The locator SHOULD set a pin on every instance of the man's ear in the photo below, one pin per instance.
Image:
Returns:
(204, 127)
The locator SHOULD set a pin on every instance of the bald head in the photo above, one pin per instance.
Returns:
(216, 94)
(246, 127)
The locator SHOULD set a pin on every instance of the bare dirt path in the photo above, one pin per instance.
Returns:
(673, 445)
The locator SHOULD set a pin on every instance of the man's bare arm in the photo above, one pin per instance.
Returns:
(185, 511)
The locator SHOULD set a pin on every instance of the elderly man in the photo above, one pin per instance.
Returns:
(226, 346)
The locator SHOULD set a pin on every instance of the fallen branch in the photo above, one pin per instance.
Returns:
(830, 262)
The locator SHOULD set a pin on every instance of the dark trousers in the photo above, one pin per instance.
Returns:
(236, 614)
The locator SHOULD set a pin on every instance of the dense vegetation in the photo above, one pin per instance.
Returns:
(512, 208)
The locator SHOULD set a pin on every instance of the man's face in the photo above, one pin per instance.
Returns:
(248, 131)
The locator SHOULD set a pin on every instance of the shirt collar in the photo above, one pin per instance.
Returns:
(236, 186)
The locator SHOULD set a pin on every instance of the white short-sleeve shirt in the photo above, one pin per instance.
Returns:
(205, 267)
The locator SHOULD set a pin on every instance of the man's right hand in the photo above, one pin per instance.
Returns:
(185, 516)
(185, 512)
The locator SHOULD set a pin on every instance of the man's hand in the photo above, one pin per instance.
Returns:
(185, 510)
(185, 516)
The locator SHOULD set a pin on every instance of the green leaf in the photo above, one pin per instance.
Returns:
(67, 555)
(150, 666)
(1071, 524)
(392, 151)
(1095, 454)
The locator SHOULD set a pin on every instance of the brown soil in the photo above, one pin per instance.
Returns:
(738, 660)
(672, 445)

▬▬▬▬▬▬

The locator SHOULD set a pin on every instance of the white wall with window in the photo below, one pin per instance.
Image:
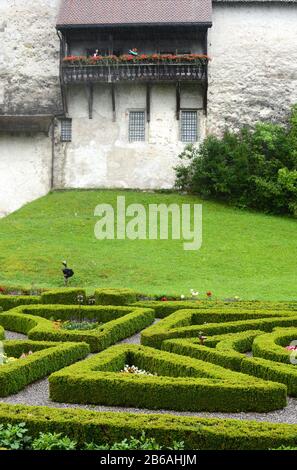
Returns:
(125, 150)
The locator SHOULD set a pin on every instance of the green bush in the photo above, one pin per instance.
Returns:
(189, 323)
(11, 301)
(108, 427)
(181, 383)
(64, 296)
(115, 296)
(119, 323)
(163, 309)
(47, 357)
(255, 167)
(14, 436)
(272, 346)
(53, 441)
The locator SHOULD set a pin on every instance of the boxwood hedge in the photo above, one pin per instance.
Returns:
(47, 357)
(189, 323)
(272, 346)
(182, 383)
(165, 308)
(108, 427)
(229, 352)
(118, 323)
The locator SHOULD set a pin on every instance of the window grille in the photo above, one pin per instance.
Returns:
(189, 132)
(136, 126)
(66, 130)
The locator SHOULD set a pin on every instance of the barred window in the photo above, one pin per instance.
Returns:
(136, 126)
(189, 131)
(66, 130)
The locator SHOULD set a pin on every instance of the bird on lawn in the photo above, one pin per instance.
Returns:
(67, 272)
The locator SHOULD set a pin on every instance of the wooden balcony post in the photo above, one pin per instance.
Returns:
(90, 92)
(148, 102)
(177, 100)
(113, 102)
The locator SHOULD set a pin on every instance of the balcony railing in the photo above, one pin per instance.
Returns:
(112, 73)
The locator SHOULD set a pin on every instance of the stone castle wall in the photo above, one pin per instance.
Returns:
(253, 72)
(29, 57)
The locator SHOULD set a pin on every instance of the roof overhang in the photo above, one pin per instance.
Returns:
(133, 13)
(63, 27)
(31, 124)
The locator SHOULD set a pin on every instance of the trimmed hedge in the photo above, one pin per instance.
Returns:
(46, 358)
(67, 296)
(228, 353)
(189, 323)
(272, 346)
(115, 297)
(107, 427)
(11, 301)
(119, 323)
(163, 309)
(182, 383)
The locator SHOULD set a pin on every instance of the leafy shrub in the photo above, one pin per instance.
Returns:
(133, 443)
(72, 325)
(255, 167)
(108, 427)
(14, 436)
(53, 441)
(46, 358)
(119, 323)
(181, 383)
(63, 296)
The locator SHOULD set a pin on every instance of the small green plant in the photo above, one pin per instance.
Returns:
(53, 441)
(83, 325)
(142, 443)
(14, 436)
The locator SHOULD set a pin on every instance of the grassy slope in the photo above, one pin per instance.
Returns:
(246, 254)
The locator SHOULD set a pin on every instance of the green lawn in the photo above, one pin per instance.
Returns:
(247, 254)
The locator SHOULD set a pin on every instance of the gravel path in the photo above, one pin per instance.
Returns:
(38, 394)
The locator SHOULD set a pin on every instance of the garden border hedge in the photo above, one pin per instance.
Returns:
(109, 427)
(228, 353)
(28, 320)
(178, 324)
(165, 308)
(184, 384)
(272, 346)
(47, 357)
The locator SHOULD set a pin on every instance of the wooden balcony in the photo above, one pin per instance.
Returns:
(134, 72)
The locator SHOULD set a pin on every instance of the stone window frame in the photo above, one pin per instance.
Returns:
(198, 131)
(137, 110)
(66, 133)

▬▬▬▬▬▬

▶ [Stated exercise]: How many lines in the items above contain the word "path"? Reply with the number alone.

▶ [Exercise result]: 2